■ Exercise requirements: Render every entry below as a Markdown table with the columns Row and Line, giving each nonblank line its own numbered row and leaving out blank lines.

■ Pointing data excerpts:

*****

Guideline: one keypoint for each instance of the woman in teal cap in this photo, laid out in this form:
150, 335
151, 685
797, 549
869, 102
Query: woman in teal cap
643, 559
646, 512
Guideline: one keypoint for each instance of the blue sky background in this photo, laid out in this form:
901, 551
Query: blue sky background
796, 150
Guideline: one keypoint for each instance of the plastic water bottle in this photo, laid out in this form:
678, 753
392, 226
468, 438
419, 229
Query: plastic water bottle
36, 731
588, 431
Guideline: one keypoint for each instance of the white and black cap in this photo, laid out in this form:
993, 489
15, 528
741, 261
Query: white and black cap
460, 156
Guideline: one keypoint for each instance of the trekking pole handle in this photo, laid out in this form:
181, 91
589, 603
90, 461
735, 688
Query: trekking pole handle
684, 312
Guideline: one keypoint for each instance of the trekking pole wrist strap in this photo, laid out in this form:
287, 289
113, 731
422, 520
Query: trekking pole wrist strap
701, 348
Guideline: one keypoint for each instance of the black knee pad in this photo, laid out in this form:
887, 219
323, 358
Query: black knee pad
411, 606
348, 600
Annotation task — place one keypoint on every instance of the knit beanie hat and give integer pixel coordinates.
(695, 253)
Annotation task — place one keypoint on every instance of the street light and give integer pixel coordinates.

*****

■ Solution below:
| Row | Line |
|---|---|
| 1 | Guideline: one keypoint for each instance of the woman in teal cap in this photo, laid out in this form: |
| 2 | 150, 335 |
| 3 | 151, 685 |
| 4 | 797, 549 |
| 5 | 869, 102 |
| 6 | Query: woman in teal cap |
| 7 | 643, 559 |
| 8 | 646, 512 |
| 9 | Guideline: one keypoint for each instance of the blue sky background in this photo, laid out in this form: |
| 10 | 901, 551 |
| 11 | Query: blue sky background |
| 12 | 796, 150 |
| 13 | Guideline: one keypoint for each instance of the plastic water bottle in this photo, laid out in this form: |
| 14 | 678, 753 |
| 15 | 392, 226 |
| 16 | 468, 438 |
| 17 | 419, 229 |
| 18 | Query: plastic water bottle |
| 19 | 36, 731 |
| 20 | 588, 431 |
| 21 | Guideline: one keypoint for each instance of the white and black cap in this photo, laid out in this form: |
| 22 | 993, 489 |
| 23 | 15, 528 |
| 24 | 741, 261 |
| 25 | Query: white and black cap |
| 26 | 460, 156 |
| 27 | Guideline: one keypoint for each instance of the trekking pole handle in this photo, laid out in this form: |
| 28 | 181, 91 |
| 29 | 589, 603 |
| 30 | 90, 461 |
| 31 | 735, 688 |
| 32 | Query: trekking pole handle |
| 33 | 684, 312 |
| 34 | Guideline: one keypoint for each instance of the trekking pole wrist strap in this photo, laid out in this form: |
| 35 | 287, 289 |
| 36 | 113, 731 |
| 37 | 422, 520 |
| 38 | Query: trekking pole wrist strap |
| 39 | 701, 348 |
| 40 | Guideline: one keypoint for each instance of the black knee pad in this photo, laid out in this form: |
| 41 | 887, 219 |
| 42 | 323, 358 |
| 43 | Query: black knee pad |
| 44 | 411, 606 |
| 45 | 348, 600 |
| 46 | Annotation task — place one keypoint on every instance of the knit beanie hat and give integer pixel coordinates. |
| 47 | (695, 253) |
| 48 | Annotation task — place one keypoint on every instance of the street light and give integer pixel coordinates. |